WHAT IS REQUIRED: Write out the whole of the material exactly.

◇ ◇ ◇ ◇

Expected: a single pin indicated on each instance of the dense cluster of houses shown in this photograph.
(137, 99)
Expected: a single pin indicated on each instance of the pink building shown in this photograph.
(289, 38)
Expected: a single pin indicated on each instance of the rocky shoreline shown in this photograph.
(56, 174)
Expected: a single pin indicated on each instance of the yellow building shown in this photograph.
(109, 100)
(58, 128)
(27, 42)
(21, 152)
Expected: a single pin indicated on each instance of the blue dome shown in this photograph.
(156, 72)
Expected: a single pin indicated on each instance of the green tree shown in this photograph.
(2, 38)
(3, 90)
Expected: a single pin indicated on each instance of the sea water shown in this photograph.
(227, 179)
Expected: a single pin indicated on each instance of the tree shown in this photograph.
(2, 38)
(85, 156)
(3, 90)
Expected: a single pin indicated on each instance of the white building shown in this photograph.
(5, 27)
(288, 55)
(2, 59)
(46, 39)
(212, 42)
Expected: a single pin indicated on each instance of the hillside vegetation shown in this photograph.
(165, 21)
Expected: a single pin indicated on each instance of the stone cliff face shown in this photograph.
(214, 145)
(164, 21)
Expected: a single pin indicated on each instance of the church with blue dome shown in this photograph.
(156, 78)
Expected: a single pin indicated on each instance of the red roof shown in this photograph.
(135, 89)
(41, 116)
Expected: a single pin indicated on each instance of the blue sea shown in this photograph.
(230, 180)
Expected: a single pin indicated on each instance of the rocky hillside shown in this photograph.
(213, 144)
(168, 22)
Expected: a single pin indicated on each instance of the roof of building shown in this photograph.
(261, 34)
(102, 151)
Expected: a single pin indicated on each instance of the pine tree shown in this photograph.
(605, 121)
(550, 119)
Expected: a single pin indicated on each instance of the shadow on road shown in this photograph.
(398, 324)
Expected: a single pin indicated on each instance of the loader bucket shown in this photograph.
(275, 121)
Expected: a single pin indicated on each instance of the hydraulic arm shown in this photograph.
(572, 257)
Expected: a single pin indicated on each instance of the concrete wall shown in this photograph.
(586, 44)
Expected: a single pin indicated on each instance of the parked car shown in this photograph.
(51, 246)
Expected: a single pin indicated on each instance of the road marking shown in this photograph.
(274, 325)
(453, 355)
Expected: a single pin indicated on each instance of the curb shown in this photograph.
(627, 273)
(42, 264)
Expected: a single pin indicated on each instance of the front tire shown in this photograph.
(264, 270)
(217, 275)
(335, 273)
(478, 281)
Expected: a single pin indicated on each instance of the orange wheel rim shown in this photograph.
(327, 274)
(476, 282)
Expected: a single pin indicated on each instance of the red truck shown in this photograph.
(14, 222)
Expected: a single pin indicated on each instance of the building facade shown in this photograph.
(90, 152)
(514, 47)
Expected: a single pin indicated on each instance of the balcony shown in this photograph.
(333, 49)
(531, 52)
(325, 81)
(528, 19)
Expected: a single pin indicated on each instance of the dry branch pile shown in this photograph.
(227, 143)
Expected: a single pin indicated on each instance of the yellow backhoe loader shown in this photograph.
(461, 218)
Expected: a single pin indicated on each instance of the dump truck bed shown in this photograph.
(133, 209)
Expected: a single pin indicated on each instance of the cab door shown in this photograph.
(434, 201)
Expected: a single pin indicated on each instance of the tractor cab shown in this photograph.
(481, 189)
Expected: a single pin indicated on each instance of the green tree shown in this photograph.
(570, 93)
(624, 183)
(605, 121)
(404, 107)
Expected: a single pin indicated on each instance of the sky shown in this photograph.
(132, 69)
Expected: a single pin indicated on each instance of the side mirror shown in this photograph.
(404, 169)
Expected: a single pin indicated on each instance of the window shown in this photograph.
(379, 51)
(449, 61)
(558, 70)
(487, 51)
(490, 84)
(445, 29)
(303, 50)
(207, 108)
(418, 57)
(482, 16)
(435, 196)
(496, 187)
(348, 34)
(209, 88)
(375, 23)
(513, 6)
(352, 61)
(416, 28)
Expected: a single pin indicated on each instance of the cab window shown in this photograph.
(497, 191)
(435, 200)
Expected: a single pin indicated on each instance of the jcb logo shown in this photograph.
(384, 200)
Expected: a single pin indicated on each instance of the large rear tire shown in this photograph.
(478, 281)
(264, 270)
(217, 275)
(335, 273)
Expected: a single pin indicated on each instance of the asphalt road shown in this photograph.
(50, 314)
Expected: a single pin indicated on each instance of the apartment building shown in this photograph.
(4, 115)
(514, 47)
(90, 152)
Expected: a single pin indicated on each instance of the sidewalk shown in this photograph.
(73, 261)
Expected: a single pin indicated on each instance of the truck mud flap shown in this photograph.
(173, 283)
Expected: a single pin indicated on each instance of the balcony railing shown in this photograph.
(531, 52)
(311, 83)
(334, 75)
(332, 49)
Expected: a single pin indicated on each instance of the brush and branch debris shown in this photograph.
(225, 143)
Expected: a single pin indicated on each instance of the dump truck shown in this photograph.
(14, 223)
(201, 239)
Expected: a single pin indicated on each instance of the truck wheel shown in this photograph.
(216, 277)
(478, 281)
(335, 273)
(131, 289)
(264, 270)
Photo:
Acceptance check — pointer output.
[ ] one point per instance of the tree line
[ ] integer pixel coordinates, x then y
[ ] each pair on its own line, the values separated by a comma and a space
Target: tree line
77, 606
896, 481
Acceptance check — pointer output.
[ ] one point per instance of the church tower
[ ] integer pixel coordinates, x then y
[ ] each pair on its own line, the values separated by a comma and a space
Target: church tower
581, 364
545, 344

◇ ◇ ◇ ◇

EXERCISE RESPONSE:
Expected: a single pin indicated on each instance of the dense cluster of houses shown in this photograph.
(137, 99)
Expected: a single pin indicated on each instance of the pink building shown in this photograph.
(289, 38)
Expected: a single pin indicated on each instance of the rocky shoreline shown in this photograph.
(56, 174)
Expected: a single pin indicated on each instance of the yellow building shown in this photograph.
(109, 100)
(58, 128)
(27, 42)
(21, 152)
Expected: a single pin indicated on each instance of the blue dome shown in this photograph.
(156, 72)
Expected: a single pin indicated on each instance of the green tree shown in this photograph.
(2, 38)
(3, 90)
Expected: a single pin indicated on each instance of the sea water shown in this photograph.
(227, 179)
Expected: a single pin indicated on each instance of the tree shown in this photograph.
(2, 38)
(85, 156)
(3, 90)
Expected: a single pin indicated on each instance of the white building shown in this photograph.
(5, 27)
(288, 55)
(2, 59)
(46, 39)
(212, 42)
Expected: a single pin indicated on each instance of the hillside vegetation shown in this photograph.
(165, 21)
Expected: a single pin indicated on each instance of the stone cliff face shown in this photograph.
(214, 145)
(164, 21)
Expected: a single pin indicated on each instance of the church with blue dome shown in this photograph.
(156, 78)
Expected: a single pin indicated on each instance of the red roof shown in this photograph.
(135, 89)
(41, 116)
Expected: a single pin indicated on each instance of the blue sea shown in this photograph.
(230, 180)
Expected: a single pin indicated on each instance of the rocky hillside shown in this photograph.
(213, 144)
(168, 22)
Expected: a single pin indicated on each instance of the roof of building shown in this photograph.
(261, 34)
(102, 151)
Expected: a single pin indicated on each instance of the pine tree shown in this photograph.
(605, 121)
(550, 119)
Expected: a single pin indicated on each instance of the shadow on road shown in this photograph.
(398, 324)
Expected: a single pin indicated on each instance of the loader bucket shown in this photograph.
(275, 121)
Expected: a single pin indicated on each instance of the hydraulic arm shown in this photograph.
(572, 257)
Expected: a single pin indicated on each instance of the concrete wall shown in this photograph.
(586, 44)
Expected: a single pin indicated on each instance of the parked car shown in this photograph.
(51, 246)
Expected: a single pin indicated on each instance of the road marking shown in this photograph.
(274, 325)
(453, 355)
Expected: a single pin indicated on each instance of the curb shown in this photograph.
(627, 273)
(42, 264)
Expected: a single pin indicated on each instance of the front tire shown in this photograph.
(264, 270)
(217, 275)
(335, 273)
(478, 281)
Expected: a single pin indicated on each instance of the orange wheel rim shown in this photograph.
(327, 274)
(476, 282)
Expected: a single pin indicated on each instance of the red truck shown in this photograph.
(14, 222)
Expected: a single pin indicated on each instance of the building facade shown in this photograph.
(90, 152)
(514, 47)
Expected: a single pin indicated on each instance of the balcony shown in this photograph.
(333, 49)
(531, 52)
(325, 81)
(528, 19)
Expected: a single pin indicated on each instance of the dry branch pile shown in this photograph.
(227, 143)
Expected: a single pin indicated on each instance of the yellow backhoe loader shown in this photograph.
(461, 218)
Expected: a single pin indicated on each instance of the dump truck bed shown in this photograph.
(133, 209)
Expected: a single pin indicated on each instance of the cab door shown in this photograph.
(434, 201)
Expected: a single pin indicated on each instance of the tractor cab shown in this photograph.
(481, 189)
Expected: a single pin indicated on each instance of the green tree shown in this photograph.
(570, 93)
(624, 183)
(605, 121)
(404, 107)
Expected: a single pin indicated on each instance of the sky shown in this photograph.
(132, 69)
Expected: a single pin indicated on each instance of the side mirror shown in this photograph.
(404, 169)
Expected: a single pin indicated on each instance of the window shown in this photograph.
(379, 51)
(449, 61)
(558, 70)
(487, 51)
(490, 84)
(445, 29)
(303, 50)
(207, 108)
(418, 57)
(482, 16)
(435, 196)
(496, 187)
(348, 34)
(209, 88)
(375, 23)
(513, 6)
(352, 61)
(416, 28)
Expected: a single pin indicated on each instance of the cab window shown in this photograph.
(497, 191)
(435, 200)
Expected: a single pin indicated on each instance of the jcb logo shown in this photograph.
(384, 200)
Expected: a single pin indicated on each instance of the large rear tire shown in this photograph.
(478, 281)
(264, 270)
(217, 275)
(335, 273)
Expected: a single pin indicated on each instance of the asphalt road shown in this photograph.
(50, 314)
Expected: a single pin indicated on each instance of the apartment building shown in this photograph.
(4, 115)
(514, 47)
(90, 152)
Expected: a single pin indicated on each instance of the sidewalk shown in this photograph.
(73, 261)
Expected: a single pin indicated on each instance of the truck mud flap shown in this photograph.
(173, 283)
Expected: a single pin indicated on each instance of the balcony railing shown in this photograph.
(531, 52)
(311, 83)
(334, 75)
(332, 49)
Expected: a single pin indicated on each instance of the brush and branch debris shown in this photograph.
(225, 143)
Expected: a single pin indicated on each instance of the dump truck shown in this photograph.
(14, 223)
(201, 239)
Expected: a single pin indicated on each instance of the truck wheel shown in this photograph.
(216, 277)
(478, 281)
(335, 273)
(131, 289)
(264, 270)
Photo:
Acceptance check — pointer output.
[ ] one point per instance of the tree line
[ ] integer pixel coordinates, x then y
[ ] each pair on its own line, the values separated by a comma and a space
Target: tree line
77, 606
896, 481
Acceptance check — pointer output.
[ ] one point per instance of the church tower
[ ] integer pixel coordinates, x then y
[ ] each pair on its own line, the values separated by a comma and a space
Target: church tower
581, 364
545, 344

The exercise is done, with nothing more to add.